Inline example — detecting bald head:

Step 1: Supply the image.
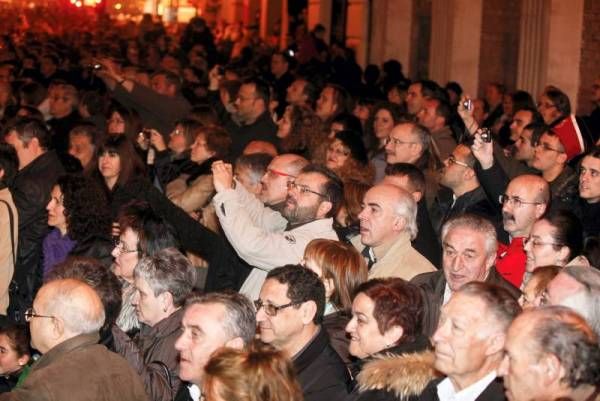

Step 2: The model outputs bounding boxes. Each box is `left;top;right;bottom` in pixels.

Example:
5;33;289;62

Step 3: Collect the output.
358;184;417;247
32;279;104;341
258;153;308;205
243;141;277;156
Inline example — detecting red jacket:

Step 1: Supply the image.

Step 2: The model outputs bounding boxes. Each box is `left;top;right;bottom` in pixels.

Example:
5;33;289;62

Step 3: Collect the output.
496;237;527;288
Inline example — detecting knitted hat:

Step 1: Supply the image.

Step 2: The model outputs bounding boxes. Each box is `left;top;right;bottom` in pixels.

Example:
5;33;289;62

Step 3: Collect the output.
335;130;369;164
552;114;585;160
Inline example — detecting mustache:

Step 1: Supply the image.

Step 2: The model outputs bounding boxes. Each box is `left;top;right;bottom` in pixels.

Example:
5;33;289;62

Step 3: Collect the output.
502;212;515;223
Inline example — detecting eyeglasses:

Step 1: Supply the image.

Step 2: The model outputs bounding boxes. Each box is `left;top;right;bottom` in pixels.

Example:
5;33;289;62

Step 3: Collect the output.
523;237;564;247
327;146;350;156
538;102;556;109
287;181;328;198
23;308;54;322
267;168;296;178
535;142;565;153
498;194;544;208
384;136;416;146
446;155;471;168
114;240;138;253
254;299;302;317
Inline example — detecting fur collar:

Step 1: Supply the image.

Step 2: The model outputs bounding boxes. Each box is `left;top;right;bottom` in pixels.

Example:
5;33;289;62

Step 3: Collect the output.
357;351;439;400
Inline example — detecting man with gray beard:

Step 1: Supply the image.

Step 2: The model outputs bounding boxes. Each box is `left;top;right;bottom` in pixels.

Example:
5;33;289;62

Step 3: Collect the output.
488;174;550;288
212;161;344;299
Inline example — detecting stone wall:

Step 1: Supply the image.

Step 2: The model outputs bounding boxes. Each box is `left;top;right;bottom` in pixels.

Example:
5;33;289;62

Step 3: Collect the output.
479;0;521;96
571;0;600;114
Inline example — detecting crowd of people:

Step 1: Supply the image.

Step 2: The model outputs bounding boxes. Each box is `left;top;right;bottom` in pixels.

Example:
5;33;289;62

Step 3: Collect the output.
0;5;600;401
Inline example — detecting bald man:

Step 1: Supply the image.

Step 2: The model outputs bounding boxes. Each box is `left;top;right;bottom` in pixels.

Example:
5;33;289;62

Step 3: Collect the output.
496;174;550;288
352;184;435;280
0;279;148;401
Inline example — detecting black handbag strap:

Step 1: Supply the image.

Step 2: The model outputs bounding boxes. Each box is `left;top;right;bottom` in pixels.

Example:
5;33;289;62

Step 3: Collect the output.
0;199;17;267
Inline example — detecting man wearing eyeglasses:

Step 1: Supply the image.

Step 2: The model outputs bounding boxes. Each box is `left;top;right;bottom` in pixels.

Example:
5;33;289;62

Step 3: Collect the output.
254;265;351;401
212;161;343;299
430;145;500;233
7;279;148;401
496;174;550;288
541;266;600;335
258;154;308;211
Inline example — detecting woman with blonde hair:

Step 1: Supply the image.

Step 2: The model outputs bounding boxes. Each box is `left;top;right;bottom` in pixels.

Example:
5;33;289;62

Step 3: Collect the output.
303;239;368;364
202;341;303;401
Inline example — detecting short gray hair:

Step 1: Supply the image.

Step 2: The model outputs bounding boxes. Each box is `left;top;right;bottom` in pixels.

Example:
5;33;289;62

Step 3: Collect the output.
134;248;196;306
519;306;600;389
185;291;256;345
560;266;600;335
38;279;105;334
441;213;498;256
393;187;419;241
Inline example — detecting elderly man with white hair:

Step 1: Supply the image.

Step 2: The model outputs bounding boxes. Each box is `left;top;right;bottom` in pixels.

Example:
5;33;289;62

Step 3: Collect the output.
542;266;600;336
352;184;435;280
0;279;148;401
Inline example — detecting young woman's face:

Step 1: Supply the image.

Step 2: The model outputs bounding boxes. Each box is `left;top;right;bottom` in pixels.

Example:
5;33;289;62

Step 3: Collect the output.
168;124;187;153
46;185;67;233
98;151;121;182
277;107;292;138
0;334;29;375
107;111;125;135
325;139;350;169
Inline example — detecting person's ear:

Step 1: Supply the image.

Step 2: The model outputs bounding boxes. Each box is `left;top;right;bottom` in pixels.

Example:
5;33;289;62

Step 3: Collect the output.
224;337;244;349
485;332;506;356
317;201;333;219
383;325;404;348
300;301;317;326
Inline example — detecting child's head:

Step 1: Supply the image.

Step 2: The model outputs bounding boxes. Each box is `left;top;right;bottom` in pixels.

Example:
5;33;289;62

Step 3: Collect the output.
0;325;31;375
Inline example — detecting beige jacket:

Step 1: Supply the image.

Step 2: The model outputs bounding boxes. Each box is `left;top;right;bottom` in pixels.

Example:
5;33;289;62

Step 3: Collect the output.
0;188;19;315
352;232;436;281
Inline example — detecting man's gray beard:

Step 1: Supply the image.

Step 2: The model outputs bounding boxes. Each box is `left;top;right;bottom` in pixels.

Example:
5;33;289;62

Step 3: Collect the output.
281;204;319;225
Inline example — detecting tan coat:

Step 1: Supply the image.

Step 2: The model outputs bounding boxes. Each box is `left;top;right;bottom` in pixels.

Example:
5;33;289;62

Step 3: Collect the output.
0;334;148;401
352;233;436;281
0;188;19;315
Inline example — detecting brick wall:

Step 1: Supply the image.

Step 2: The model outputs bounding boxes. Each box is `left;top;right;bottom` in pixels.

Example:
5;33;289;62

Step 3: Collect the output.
479;0;520;96
577;0;600;114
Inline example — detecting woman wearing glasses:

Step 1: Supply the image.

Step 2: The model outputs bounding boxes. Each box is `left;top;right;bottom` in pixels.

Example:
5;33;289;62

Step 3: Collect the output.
166;126;231;230
302;239;368;365
346;278;435;401
325;130;375;185
523;210;589;284
42;175;112;277
277;105;325;160
364;102;403;182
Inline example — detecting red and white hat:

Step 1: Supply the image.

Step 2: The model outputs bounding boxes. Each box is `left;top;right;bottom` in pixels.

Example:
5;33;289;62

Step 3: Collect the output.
552;114;585;161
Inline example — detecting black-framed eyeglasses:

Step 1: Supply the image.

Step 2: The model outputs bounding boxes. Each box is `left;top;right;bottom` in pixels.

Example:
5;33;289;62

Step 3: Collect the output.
447;155;471;168
498;194;544;208
23;308;54;322
535;142;565;153
254;299;302;317
383;136;416;146
114;240;138;253
287;181;328;199
523;237;564;247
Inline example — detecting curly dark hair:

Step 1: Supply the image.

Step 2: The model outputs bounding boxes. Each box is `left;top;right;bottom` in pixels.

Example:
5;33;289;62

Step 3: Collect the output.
267;265;325;324
354;277;423;343
56;174;111;241
281;105;325;156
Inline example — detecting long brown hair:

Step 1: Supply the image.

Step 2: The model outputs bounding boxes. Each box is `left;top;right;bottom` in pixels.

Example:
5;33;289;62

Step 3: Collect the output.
304;239;368;311
203;341;303;401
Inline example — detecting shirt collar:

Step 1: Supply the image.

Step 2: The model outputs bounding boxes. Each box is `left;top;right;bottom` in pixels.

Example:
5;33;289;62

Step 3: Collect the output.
437;370;496;401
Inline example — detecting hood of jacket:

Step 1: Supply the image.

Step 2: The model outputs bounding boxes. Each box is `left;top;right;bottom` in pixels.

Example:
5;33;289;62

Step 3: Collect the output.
356;351;439;400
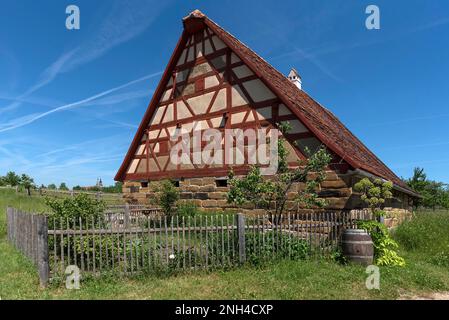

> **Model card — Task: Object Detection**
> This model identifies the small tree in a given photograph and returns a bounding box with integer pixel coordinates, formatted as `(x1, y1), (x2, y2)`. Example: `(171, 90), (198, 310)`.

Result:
(59, 182), (69, 191)
(45, 193), (106, 227)
(20, 174), (35, 196)
(47, 183), (56, 190)
(4, 171), (20, 187)
(354, 178), (393, 217)
(227, 123), (331, 217)
(154, 180), (179, 223)
(354, 178), (405, 266)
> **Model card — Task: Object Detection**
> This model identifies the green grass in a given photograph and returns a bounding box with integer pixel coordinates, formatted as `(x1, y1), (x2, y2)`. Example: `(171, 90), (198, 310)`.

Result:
(0, 190), (449, 299)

^^^^^^^^^^^^^^^^

EXERCISE BRIEF: Give the lines of the records from the line that contains "Inline example — detecting knitted" through the line that contains "571;0;600;114", both included, as a JSON list of strings with one string per line and blank lines omitted.

THE OUTPUT:
[
  "Inline example — detecting knitted hat:",
  "Step 1: Supply the image.",
  "Step 2: The model outputs bounding boxes. Each box is `left;top;right;bottom` in pixels.",
  "Example:",
  "5;33;289;62",
  "Step 3: Collect the output.",
  "335;130;369;164",
  "552;114;585;160",
  "Inline example — detecting mustache:",
  "Step 1: Supply the image.",
  "Step 2: The model outputs bounding boxes. Each box is `left;top;right;bottom` in pixels.",
  "Example:",
  "5;33;289;62",
  "Step 3: Collect the output.",
  "502;212;515;223",
  "Inline example — detecting eyeglasses:",
  "Step 1: Supply the image.",
  "Step 2: The model outputs bounding boxes. Each box is `left;top;right;bottom` in pixels.",
  "Example:",
  "5;33;289;62",
  "Step 3: Collect the output.",
  "523;237;564;247",
  "327;146;350;156",
  "538;102;556;109",
  "287;181;328;198",
  "23;308;54;322",
  "267;168;296;178",
  "535;142;565;153",
  "498;194;544;208",
  "384;136;416;146",
  "446;155;471;168",
  "114;240;138;253",
  "254;299;302;317",
  "Inline example — detecting fur collar:",
  "Step 1: Supply the image.",
  "Step 2: The model outputs bounding boxes. Each box is `left;top;right;bottom` in pixels.",
  "Example:",
  "5;33;289;62",
  "Step 3: Collect the output.",
  "357;351;439;400",
  "Inline example — detecting man with gray beard:",
  "Step 1: Supply the image.",
  "Step 2: The model outputs bounding boxes. Each box is `left;top;right;bottom` in pixels.",
  "Example:",
  "5;33;289;62",
  "Step 3: Collect the output.",
  "488;174;550;288",
  "212;161;344;299",
  "Inline example — detecting stone wall:",
  "Step 1: Supply the image.",
  "Step 2: The model outputs bounding boxes. Each box is `left;top;right;bottom` in pixels.",
  "Example:",
  "5;33;289;62",
  "Step 3: Collect the output.",
  "479;0;521;96",
  "571;0;600;114"
]